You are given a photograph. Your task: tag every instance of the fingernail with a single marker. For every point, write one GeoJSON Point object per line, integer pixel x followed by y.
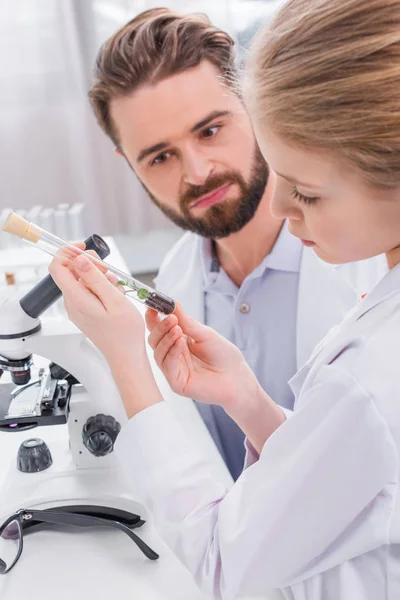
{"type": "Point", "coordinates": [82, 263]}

┄┄┄┄┄┄┄┄┄┄

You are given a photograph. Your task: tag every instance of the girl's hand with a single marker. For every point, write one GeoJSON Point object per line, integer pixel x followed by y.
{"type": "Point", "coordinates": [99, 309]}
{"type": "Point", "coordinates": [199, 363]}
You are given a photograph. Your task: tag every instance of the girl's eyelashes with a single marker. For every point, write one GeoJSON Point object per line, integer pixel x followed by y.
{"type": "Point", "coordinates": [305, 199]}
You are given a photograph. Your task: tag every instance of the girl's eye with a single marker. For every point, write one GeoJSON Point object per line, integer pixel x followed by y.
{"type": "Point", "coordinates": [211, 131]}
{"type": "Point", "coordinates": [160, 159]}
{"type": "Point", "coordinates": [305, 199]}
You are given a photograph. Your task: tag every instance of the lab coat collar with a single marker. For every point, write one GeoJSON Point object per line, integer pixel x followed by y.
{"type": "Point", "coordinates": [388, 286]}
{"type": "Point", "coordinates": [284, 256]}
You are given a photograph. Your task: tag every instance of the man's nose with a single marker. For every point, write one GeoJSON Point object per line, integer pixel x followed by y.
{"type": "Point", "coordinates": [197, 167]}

┄┄┄┄┄┄┄┄┄┄

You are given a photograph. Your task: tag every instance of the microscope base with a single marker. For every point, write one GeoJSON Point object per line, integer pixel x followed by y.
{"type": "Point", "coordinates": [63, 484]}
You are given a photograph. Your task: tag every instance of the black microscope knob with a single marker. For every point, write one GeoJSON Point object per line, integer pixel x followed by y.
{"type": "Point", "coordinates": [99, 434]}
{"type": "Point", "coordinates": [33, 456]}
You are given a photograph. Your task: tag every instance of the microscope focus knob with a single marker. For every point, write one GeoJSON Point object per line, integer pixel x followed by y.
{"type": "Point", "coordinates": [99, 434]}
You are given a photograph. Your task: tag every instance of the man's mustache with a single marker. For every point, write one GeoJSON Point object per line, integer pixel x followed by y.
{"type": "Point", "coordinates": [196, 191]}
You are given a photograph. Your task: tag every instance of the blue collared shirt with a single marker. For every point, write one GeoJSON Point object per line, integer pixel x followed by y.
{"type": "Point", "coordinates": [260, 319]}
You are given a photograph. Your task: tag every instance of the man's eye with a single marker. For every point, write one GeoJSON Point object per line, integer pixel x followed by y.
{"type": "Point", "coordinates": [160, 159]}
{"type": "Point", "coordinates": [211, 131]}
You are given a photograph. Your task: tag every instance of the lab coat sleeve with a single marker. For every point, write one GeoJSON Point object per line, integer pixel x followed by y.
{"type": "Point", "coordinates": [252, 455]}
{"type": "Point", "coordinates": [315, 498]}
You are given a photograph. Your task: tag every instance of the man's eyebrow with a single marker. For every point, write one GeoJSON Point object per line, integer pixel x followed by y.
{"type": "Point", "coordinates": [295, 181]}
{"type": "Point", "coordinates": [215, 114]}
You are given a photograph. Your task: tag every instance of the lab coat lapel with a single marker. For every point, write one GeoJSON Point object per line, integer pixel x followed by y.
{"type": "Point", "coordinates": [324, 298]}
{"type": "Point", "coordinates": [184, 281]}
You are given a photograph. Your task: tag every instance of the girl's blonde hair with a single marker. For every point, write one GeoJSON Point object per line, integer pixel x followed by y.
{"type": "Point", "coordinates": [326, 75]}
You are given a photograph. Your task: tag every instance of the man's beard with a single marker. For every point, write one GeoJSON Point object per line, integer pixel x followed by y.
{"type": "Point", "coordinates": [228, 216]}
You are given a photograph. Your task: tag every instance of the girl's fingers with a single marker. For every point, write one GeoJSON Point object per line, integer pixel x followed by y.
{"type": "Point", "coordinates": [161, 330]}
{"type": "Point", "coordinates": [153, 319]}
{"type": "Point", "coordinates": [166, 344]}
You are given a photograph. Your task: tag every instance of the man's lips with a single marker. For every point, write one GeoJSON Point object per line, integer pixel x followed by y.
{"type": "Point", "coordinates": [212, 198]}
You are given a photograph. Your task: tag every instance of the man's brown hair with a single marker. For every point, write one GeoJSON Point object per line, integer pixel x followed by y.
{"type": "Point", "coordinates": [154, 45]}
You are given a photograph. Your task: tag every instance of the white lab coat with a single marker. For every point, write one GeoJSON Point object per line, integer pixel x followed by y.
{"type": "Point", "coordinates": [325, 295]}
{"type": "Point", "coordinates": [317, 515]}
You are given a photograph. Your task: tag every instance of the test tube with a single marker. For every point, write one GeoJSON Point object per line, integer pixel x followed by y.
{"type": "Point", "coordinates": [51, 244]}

┄┄┄┄┄┄┄┄┄┄

# [WORK REQUIRED]
Select and copy every line of the entries above that contains the string "coat". The match is case-sensitive.

# [SOLVED EXERCISE]
You are given a photograph. Your task: tag every instance of the lab coat collar with a single marker. For every point, write one GeoJSON Point object per line, integer pixel x followed by y.
You are given a photograph. Your task: tag every instance of the lab coat sleeve with a single marker. For every point, write one GeoJSON Point object per line, integer pixel x followed by y.
You are given a photograph. Your task: tag every instance of the lab coat lapel with a single marker. For every point, write one GeoJSON Point object per line, integer pixel x followed by y.
You are given a photograph. Your task: tag every instance of the white lab coat with a single marker. For every point, write one GeoJSON Point object per line, integer pixel x followed by y.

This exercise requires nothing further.